## SHORT EXERCISE
Extract each line of the data below that contains the word "wall". Treat uppercase and lowercase as different.

## start EXCERPTED RECORDS

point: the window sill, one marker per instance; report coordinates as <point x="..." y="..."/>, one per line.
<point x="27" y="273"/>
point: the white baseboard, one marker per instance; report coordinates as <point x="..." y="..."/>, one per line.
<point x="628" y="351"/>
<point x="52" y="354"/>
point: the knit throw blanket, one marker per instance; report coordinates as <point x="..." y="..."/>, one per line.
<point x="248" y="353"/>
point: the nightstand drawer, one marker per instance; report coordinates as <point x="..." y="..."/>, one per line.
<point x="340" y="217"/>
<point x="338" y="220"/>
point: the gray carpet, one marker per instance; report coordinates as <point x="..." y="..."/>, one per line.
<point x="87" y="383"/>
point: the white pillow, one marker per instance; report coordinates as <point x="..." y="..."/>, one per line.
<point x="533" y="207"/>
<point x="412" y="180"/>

## end EXCERPTED RECORDS
## start EXCERPTED RECORDS

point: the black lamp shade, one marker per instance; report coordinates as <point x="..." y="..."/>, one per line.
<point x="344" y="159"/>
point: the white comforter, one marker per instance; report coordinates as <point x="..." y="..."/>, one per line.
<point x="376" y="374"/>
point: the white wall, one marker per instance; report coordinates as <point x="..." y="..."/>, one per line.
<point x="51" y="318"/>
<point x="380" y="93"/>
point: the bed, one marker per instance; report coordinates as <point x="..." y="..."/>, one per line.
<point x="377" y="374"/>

## end EXCERPTED RECORDS

## ANSWER TO THIS TASK
point: the white wall, one marker per instance; report coordinates as <point x="..." y="..."/>, one per line.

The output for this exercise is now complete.